#### Fragmento para leer
Señora directora:
Yo no nací en la época del narcotráfico, ni la viví. No tuve que salir a la calle con miedo de perder la vida por un carro bomba. No tuve que temer montar en avión. No tuve que temerles a los taxistas, muchos de ellos contratados por Escobar para monitorear la ciudad. No tuve que ver con desconsuelo en las noticias las muertes de Galán, Lara Bonilla, Guillermo Cano, y los muchos jueces y policías. No experimenté el miedo de todas esas personas que vivieron esta época.
Pero sí nací después, y creo que vivo en una época igual de aterradora. Vivo en la época en la que los extranjeros nos conocen sólo por las series como Narcos, y se atreven ingenuamente a mencionar el nombre de Pablo Escobar con admiración. Vivo en la época en la que incluso los más educados y cultos dicen que Pablo Escobar fue el mejor comerciante de todos los tiempos. Vivo en la época en la que los niños (y adultos por igual) aspiran a ser capos. Vivo en la época en la que los turistas que van a Colombia prefieren ir a ver los sitios donde estuvo el capo, o escuchar las historias contadas por aquellos sicarios que siguen vivos y disfrutando de su libertad con morbosos lujos. Vivo en una época en la que ser colombiano, o “peor” aún, ser de Medellín, es tratar de esconder esa cicatriz que tanto nos arde.

#### Entradas extraídas
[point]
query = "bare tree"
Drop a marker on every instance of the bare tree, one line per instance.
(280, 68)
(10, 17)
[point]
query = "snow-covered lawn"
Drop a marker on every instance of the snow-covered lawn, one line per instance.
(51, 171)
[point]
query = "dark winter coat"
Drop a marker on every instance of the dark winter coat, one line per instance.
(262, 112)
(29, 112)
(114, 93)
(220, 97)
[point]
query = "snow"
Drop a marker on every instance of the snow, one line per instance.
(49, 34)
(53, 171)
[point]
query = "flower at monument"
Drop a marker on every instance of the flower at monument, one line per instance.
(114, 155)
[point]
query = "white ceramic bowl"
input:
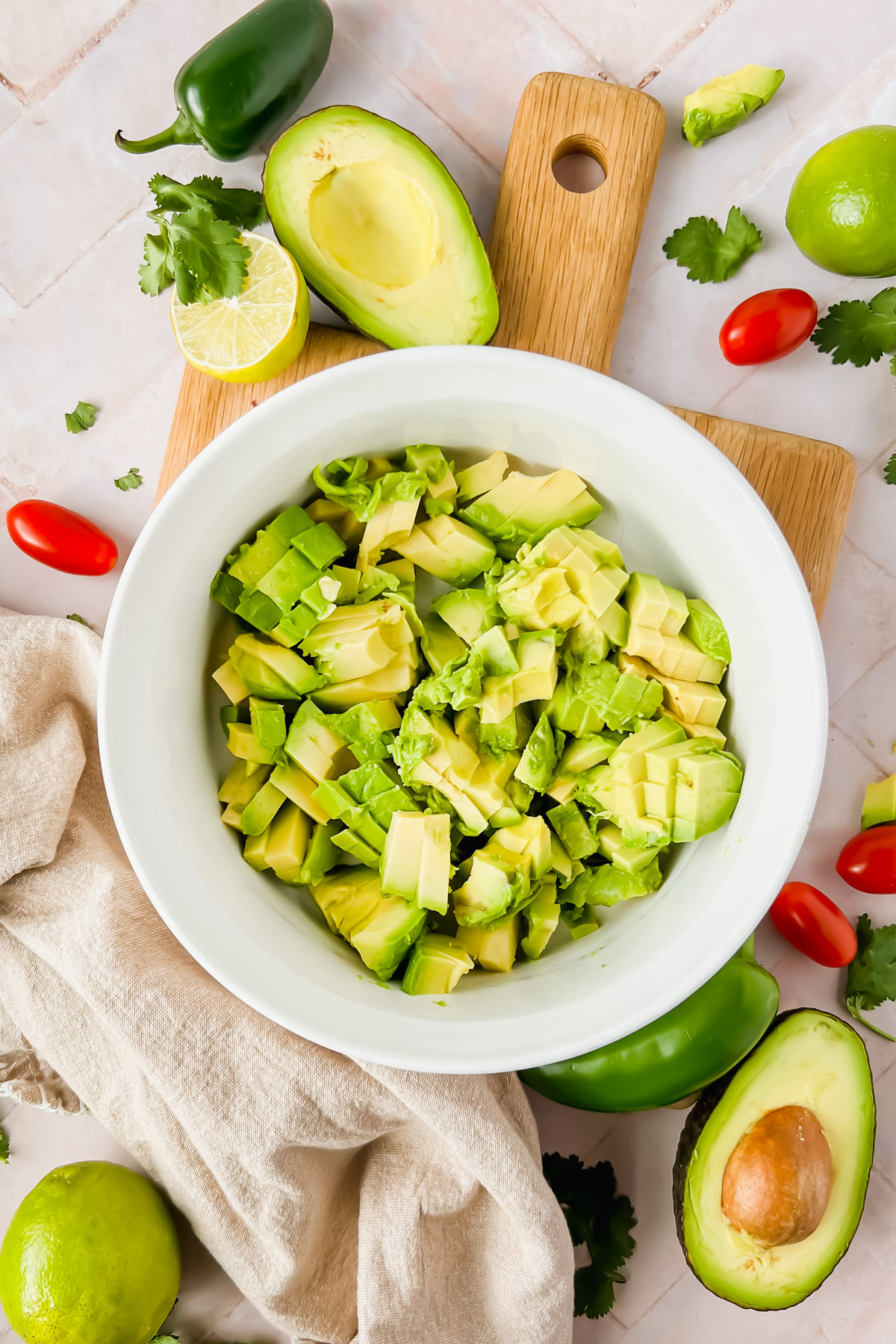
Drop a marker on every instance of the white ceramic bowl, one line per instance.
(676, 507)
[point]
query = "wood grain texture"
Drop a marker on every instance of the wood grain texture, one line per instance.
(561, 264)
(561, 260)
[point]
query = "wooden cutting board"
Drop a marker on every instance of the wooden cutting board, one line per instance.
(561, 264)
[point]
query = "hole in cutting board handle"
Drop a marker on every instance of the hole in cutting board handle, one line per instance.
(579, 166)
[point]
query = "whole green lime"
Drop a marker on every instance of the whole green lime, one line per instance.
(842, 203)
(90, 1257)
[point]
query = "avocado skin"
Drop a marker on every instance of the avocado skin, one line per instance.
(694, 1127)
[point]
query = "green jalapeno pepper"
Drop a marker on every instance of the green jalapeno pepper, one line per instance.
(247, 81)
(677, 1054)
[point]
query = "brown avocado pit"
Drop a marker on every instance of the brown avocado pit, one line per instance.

#### La tarea
Anota, sin cambiar nada, el pasaje de la carta sobre la época del narcotráfico que empieza con "Pero sí nací" y sigue hasta "tanto nos arde.".

#### La respuesta
Pero sí nací después, y creo que vivo en una época igual de aterradora. Vivo en la época en la que los extranjeros nos conocen sólo por las series como Narcos, y se atreven ingenuamente a mencionar el nombre de Pablo Escobar con admiración. Vivo en la época en la que incluso los más educados y cultos dicen que Pablo Escobar fue el mejor comerciante de todos los tiempos. Vivo en la época en la que los niños (y adultos por igual) aspiran a ser capos. Vivo en la época en la que los turistas que van a Colombia prefieren ir a ver los sitios donde estuvo el capo, o escuchar las historias contadas por aquellos sicarios que siguen vivos y disfrutando de su libertad con morbosos lujos. Vivo en una época en la que ser colombiano, o “peor” aún, ser de Medellín, es tratar de esconder esa cicatriz que tanto nos arde.